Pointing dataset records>
┏━━
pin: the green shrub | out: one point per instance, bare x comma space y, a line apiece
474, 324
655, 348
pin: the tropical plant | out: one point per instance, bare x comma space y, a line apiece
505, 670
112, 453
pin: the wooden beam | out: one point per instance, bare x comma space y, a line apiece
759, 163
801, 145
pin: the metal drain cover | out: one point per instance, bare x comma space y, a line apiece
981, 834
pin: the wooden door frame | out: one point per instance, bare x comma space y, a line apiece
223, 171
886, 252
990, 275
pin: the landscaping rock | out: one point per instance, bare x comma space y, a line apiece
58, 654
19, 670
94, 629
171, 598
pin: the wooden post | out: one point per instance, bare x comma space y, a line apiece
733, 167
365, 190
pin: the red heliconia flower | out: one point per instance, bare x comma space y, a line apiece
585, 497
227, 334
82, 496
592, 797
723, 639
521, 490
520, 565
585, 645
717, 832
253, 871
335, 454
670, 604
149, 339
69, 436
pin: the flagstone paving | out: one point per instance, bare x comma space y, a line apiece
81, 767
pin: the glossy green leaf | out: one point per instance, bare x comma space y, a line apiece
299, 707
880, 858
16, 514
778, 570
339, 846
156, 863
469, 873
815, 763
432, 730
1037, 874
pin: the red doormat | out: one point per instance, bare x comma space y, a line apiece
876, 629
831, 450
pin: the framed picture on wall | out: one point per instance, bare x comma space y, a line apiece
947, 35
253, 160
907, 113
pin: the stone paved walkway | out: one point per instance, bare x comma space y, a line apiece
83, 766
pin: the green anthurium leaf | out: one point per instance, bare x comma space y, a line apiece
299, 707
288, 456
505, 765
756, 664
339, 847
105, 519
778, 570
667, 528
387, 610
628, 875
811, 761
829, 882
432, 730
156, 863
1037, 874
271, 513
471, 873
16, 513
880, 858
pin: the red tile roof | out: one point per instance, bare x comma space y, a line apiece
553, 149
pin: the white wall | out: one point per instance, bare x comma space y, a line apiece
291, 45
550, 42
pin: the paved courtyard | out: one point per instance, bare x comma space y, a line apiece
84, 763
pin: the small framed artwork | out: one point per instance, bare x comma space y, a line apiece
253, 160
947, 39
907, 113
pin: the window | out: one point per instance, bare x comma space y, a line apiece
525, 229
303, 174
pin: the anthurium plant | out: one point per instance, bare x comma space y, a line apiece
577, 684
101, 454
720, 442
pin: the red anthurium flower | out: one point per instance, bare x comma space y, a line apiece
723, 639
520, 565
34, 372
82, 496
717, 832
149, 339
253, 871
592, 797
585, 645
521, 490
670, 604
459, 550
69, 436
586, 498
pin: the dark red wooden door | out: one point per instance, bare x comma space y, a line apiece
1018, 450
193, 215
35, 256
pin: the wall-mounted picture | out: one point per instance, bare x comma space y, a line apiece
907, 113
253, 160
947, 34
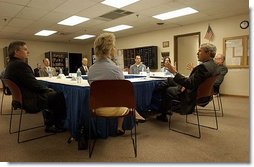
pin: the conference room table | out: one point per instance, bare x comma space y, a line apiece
77, 104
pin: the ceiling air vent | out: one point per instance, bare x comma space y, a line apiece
114, 15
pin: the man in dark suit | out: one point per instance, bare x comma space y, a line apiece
84, 68
36, 96
184, 88
37, 70
219, 59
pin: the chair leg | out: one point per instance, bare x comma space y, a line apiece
220, 104
185, 133
22, 130
91, 143
215, 117
134, 140
2, 103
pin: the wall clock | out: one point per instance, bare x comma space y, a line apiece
244, 24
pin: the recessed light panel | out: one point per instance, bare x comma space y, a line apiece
73, 20
118, 28
86, 36
118, 3
175, 13
45, 33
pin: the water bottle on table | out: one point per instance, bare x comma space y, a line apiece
50, 73
147, 72
79, 76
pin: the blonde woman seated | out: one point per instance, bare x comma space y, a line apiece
105, 68
164, 69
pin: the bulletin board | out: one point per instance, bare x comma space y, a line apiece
236, 51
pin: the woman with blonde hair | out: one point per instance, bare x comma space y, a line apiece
105, 68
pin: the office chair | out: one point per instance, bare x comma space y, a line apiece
17, 103
205, 90
6, 92
116, 95
219, 102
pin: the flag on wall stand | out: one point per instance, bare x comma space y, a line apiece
209, 34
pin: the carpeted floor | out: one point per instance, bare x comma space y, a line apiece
156, 144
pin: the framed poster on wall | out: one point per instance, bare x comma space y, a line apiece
236, 51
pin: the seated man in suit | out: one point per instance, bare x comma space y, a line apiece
47, 70
84, 68
219, 60
36, 96
184, 88
37, 70
138, 66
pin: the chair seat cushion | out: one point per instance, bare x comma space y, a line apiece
111, 111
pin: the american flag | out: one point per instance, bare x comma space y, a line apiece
209, 34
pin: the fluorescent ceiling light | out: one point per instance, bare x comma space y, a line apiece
45, 33
118, 3
73, 20
86, 36
118, 28
175, 13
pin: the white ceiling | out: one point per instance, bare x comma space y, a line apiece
20, 19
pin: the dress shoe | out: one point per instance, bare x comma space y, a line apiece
53, 129
120, 132
162, 118
139, 117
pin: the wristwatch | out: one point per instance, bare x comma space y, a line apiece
244, 24
175, 73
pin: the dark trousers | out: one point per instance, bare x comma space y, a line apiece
169, 90
55, 114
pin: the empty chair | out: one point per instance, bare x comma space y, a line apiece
112, 99
204, 91
17, 103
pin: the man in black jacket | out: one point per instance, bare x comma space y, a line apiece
84, 68
184, 88
219, 59
36, 96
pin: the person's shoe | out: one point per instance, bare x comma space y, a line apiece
54, 129
50, 129
139, 117
162, 118
120, 132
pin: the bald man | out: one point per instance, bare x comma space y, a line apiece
219, 60
84, 68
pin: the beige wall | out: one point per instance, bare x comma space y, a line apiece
228, 27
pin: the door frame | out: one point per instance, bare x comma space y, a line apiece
176, 37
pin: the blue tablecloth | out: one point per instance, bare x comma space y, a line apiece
78, 108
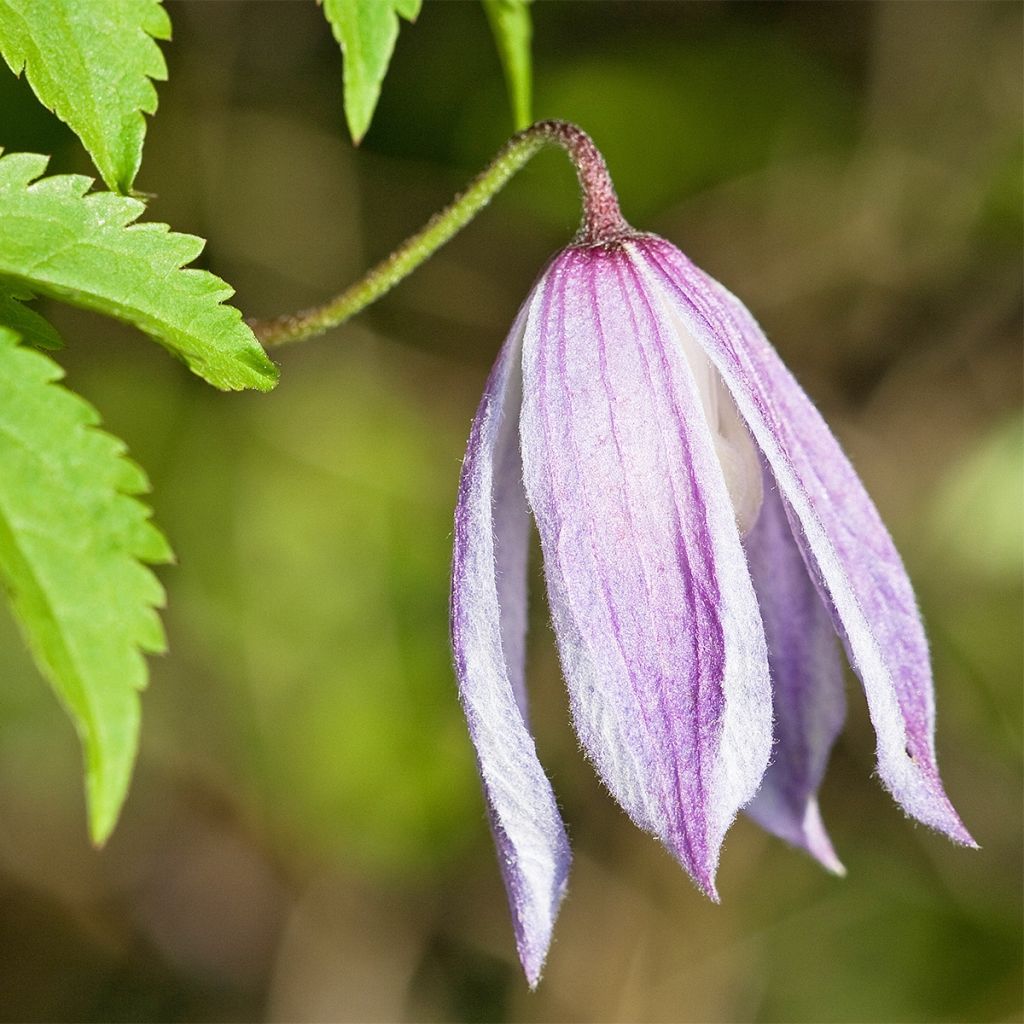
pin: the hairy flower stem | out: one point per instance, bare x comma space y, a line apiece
┗━━
Stated task>
Retype the lines exactly, from the line containing "pin: the white ceiling" through the end of the records, and leave the pictures out of your answer.

Task solution>
pin: the white ceiling | out: one point per instance, bare x comma space y, a line apiece
20, 19
pin: the dress shoe | out: one point per instance, bare x comma space y, a line apiece
53, 129
120, 132
162, 118
139, 117
pin: the wristwatch | out: one point per instance, bare x comma space y, a line apiece
244, 24
175, 73
pin: the dark trousers | out: one point per instance, bare x comma space y, a line apiece
169, 90
55, 114
pin: the empty chair | out: one point per instance, bare x comma space y, a line apiece
112, 99
204, 91
17, 103
pin: the man in black jacket | out: one point per instance, bare x comma space y, a line apiece
84, 68
184, 88
219, 59
36, 96
pin: the person's shoe | out: one point per instance, bare x comma space y, a line apiece
54, 129
50, 129
139, 117
162, 118
120, 132
pin: the bald man | out: one point per instance, bare x comma space y, a line apiece
219, 60
84, 68
pin: the beige wall | out: one point per instance, bare x comma space y, a line apiece
228, 27
pin: the door frame | out: one point per instance, bare x comma space y, a line apiece
176, 37
pin: the blue tablecloth | out: one point per instance, bare x comma space y, a line apiece
78, 108
pin: the hairy flower stem | out: one point per instance, bare x comma space y, a line apiece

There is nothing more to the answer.